Text Block Start
But, says Brinkley, multiple medical studies over the past nine years indicate that these disaffected young people are less likely to volunteer for the insurgency than they are to join the tens of millions of Afghans who suffer from post-traumatic stress disorder, clinical depression, perpetual deep anxiety, and other debilitating trauma-related mental illnesses that are rife in the country. And these mental illnesses can sometimes lead to irrational, violent acts—like killing your trainers.
This trauma, Brinkley argues, could be thoroughly undercutting the strategies of the United States and its allies in Afghanistan, even as western forces are leaving. But the American military and policy-making community was not even aware of the problem, therefore little was being done to address it or compensate for it.
Brinkley interviewed Air Force Col. Erik Goepner who, when stationed in Afghanistan, said he learnt that these environmental factors can lead to severe mental illness—even though to this day, American servicemen receive no training on psychological issues before leaving for Afghanistan. “As an American military commander, you want to win,” Goepner noted in the interview. To him, it was clear that even after a decade of warfare, there was to be no “decisive win. And so you look back and ask: Why isn’t it going the way I want it to?”
In part, to help find the answer, Goepner began working “with a lot of Afghans” and came away with “the idea that something was going on in the mental head space”. Psychology was not among his areas of expertise but, over time, he read a number of psychological studies and learnt that more than half of Afghans suffer from clinical PTSD. And in some studies, the number afflicted with severe anxiety and clinical depression exceeded 70 per cent.
American political and military leaders never talked about this as part of the challenges they face in Afghanistan. In fact, said Paul Pillar, who was the CIA’s national intelligence officer for the Near East and South Asia for several years, “I do not have any recollection of that; I do not recall seeing any reports on that.”
Text Block End
Information shown Block Start
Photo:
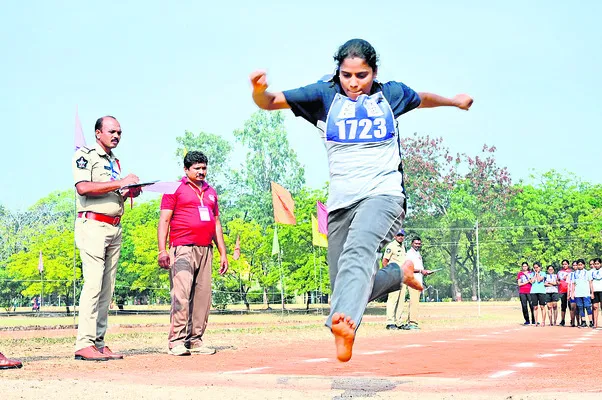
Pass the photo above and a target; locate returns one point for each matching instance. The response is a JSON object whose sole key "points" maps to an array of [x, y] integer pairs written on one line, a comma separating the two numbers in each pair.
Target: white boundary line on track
{"points": [[524, 365], [370, 353], [246, 371], [501, 374]]}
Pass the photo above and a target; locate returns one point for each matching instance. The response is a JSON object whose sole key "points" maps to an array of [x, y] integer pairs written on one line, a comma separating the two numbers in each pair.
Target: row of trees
{"points": [[554, 216]]}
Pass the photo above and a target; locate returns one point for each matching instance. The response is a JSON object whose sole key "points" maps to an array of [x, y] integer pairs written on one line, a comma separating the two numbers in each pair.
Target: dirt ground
{"points": [[456, 355]]}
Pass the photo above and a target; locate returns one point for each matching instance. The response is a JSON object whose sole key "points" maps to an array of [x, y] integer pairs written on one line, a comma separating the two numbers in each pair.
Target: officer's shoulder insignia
{"points": [[81, 162]]}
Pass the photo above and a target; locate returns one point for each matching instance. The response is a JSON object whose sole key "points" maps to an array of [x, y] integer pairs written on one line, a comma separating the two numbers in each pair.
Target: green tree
{"points": [[269, 158], [451, 193]]}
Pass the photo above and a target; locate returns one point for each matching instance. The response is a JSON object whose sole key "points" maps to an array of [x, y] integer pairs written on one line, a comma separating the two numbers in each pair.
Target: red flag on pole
Information shown Block End
Problem set
A: In the text on mental illness in Afghanistan, what share of Afghans suffer from clinical PTSD according to the psychological studies Goepner read?
B: Condense the paragraph of the text on mental illness in Afghanistan that begins "In part, to help find the answer" into a short bulleted list that keeps its main facts.
C: Continue the text on mental illness in Afghanistan from where it stops, beginning after Paul Pillar's quoted remark.
None of the data above is needed for these tasks.

Responses for each task
A: More than half of Afghans suffer from clinical PTSD.

B:
- Goepner worked "with a lot of Afghans" and concluded "something was going on in the mental head space".
- Although psychology was not his field, he read a number of psychological studies.
- He learned that more than half of Afghans suffer from clinical PTSD.
- In some studies, more than 70 per cent had severe anxiety and clinical depression.

C:
Denial is not only the purview of the Americans and military leaders. Social scientist Anna Maria Cardinalli, who worked for the military in Afghanistan for several months, points out how average Afghans greet visitors with “a vacant and unsettled stare in the eyes”. Cardinalli was the lead researcher for a Pentagon study on paedophilia in Afghanistan. Over generations, older men have taken tens of thousands of little boys as lovers, an Afghan custom, often leaving the boys with severe emotional, and perhaps even physical, wounds. The children remain untreated because mental health care is virtually non-existent, and parents are generally ashamed to seek treatment for physical wounds.
Boys, girls, teenagers, adult men and women, and the elderly—all are beaten down, battered, and bruised. The years of war ripped apart not just the physical infrastructure, the psychological structure of Afghan society has also been devastated.
All of this adds to the toxic mix of dysfunction. One critical result of this is that most Afghan civilians want nothing at all to do with the Afghan government or the western military forces supporting it—even though their support “is the critical element” of counter-insurgency strategy, says Col. Erik Goepner.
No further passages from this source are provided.